::: WORKING DATA

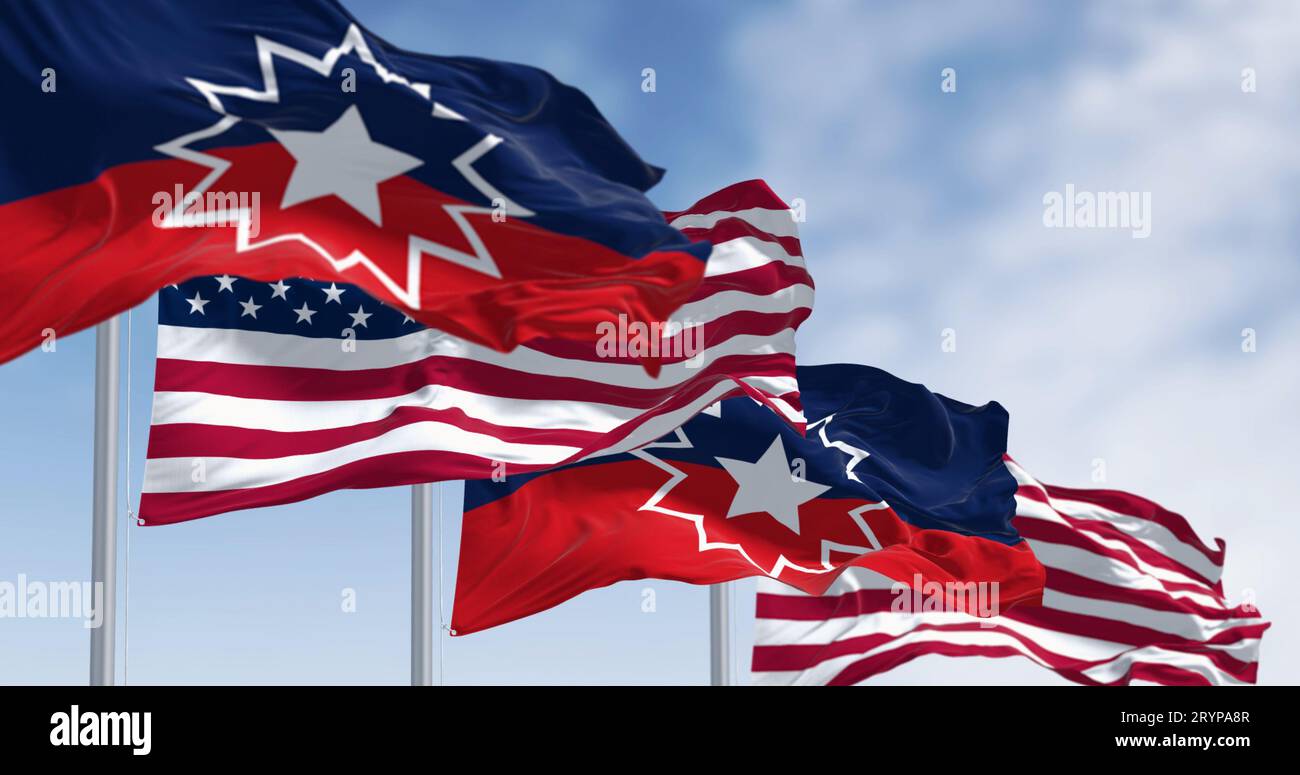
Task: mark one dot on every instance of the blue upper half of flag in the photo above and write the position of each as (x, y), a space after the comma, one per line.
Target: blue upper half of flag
(871, 436)
(92, 86)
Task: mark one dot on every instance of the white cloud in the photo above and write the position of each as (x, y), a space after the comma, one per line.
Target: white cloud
(924, 212)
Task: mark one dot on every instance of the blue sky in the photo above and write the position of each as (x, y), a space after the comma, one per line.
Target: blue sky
(923, 213)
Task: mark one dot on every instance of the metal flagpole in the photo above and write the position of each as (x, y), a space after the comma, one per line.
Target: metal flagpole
(421, 585)
(719, 636)
(103, 563)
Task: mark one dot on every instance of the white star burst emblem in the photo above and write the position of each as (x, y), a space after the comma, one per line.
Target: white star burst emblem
(706, 544)
(311, 185)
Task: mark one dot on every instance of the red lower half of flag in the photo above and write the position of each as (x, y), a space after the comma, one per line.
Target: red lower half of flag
(585, 527)
(76, 256)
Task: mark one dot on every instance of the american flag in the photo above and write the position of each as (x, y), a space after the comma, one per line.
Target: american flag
(272, 393)
(1132, 594)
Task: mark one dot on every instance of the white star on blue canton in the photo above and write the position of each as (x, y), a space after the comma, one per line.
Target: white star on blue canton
(196, 303)
(360, 316)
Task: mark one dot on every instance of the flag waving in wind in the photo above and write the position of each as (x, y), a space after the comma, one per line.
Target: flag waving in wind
(889, 477)
(1131, 594)
(150, 142)
(269, 393)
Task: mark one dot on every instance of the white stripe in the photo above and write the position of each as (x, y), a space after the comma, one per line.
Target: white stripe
(1103, 568)
(1151, 533)
(260, 414)
(177, 475)
(828, 669)
(778, 223)
(666, 423)
(242, 347)
(746, 252)
(1182, 624)
(711, 308)
(1027, 507)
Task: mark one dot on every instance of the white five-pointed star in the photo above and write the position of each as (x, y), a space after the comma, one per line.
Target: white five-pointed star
(278, 289)
(333, 294)
(343, 161)
(360, 316)
(196, 303)
(768, 485)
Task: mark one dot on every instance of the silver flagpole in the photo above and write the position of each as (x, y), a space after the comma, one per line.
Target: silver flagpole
(719, 636)
(103, 561)
(421, 585)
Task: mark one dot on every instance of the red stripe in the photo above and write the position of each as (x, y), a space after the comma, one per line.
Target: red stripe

::::::

# EXERCISE AIM:
The expected response is every entry above, repeated exactly, pictures removed.

# RESULT BELOW:
Task: mark one dot on every instance of the blue upper half of flag in the photo above and write the position of each as (x, y), a space after the comma, one per line.
Target: blue upper half of flag
(871, 436)
(92, 86)
Task: mark one dot on every instance of the white cloud in the photo above and write the position of each as (x, y), a space after the comma, one per line.
Target: white cloud
(924, 212)
Task: mark one dot on every instance of the blue sky in the photo above and write the position of each as (x, y), a space after the comma, one per line.
Target: blue sky
(923, 213)
Task: mark one dot on every instance of the metal flagpole in the photo above and write the position of each as (x, y), a space after the comma, one per line.
Target: metal flagpole
(421, 585)
(719, 636)
(103, 563)
Task: mark one dot on every instance of the white star burst emblem in the photo above and write the position of each as (x, y), a space after the comma, one per line.
Target: white star burst emblem
(706, 544)
(311, 185)
Task: mark one dot on every instance of the red lower half of flag in the photo above and write the position of each as (x, y), a space after the comma, one per line.
Target: red lower half of flag
(585, 527)
(76, 256)
Task: mark one dot on every instance of the american flag in the photo above and write the position of each as (x, y), a space after the comma, one per line.
Target: american flag
(272, 393)
(1132, 594)
Task: mark one dot on every instance of the white star on blue canton in the photo above and write the position of each as (x, y), a space after the comma, one per line.
Target: white star on blue canton
(196, 303)
(360, 316)
Task: mark one dot on every instance of the flag waving in wind in the photo above and write the position of each as (x, y), a space after the comma, one per line.
Target: flag waving in wind
(889, 477)
(1131, 594)
(150, 142)
(269, 393)
Task: mark one dot on every instance of the white stripe in the photo above and write the position of each as (x, y), a space after the comma, one per line.
Target: white stripe
(1103, 568)
(1151, 533)
(260, 414)
(177, 475)
(828, 669)
(778, 223)
(666, 423)
(242, 347)
(746, 252)
(1182, 624)
(711, 308)
(1027, 507)
Task: mark one dot on every instance of the white five-pointed star in the photo above and write the position of each as (x, y), a space after the comma, one per line.
Target: white five-pointed star
(278, 289)
(333, 294)
(343, 161)
(360, 316)
(196, 303)
(768, 485)
Task: mark one dot on every instance of the silver flagpole in the photo above and write the position of each as (x, y), a space after the comma, one per line.
Target: silver flagpole
(719, 636)
(103, 561)
(421, 585)
Task: mark one dot on every instance of the red stripe in the photo above and write the position of each as (x, y), a space after the comma, one per line.
Target: red stripe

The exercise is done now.